EXERCISE
Copy out every record precisely.

=== SOURCE MATERIAL ===

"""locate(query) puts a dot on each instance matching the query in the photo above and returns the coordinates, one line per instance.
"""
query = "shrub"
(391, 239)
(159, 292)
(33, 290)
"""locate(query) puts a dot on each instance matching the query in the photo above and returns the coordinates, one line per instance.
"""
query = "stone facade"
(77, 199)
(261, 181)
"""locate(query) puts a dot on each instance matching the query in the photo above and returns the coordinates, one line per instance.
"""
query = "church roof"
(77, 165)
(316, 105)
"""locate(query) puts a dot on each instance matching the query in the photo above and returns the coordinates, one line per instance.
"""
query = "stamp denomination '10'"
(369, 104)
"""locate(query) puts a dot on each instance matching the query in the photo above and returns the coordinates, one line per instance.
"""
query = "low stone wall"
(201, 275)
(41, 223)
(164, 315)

===

OUTPUT FOR THIS EXERCISE
"""locate(query) puts a dot on each instance matching the query in the photo above and returns the coordinates, one line per instance.
"""
query = "shrub"
(391, 239)
(159, 292)
(33, 290)
"""locate(query) puts a dot on each instance matching the query in the photo above and returns the coordinates, one line per instance.
"""
query = "stone facade"
(77, 199)
(261, 181)
"""locate(query) puts a dot on each instance matching the query in the photo above and returns the coordinates, one line per instance.
"""
query = "church roof"
(77, 165)
(316, 105)
"""locate(query) puts a dot on each instance matching the query in the photo above and returns the coordinates, one line per instance.
"""
query = "stamp denomination '10'"
(369, 104)
"""locate(query) puts a dot on each instance matching the query in the photo above and returns the coordinates, one line per instance.
"""
query = "low stone wall"
(201, 275)
(41, 223)
(164, 315)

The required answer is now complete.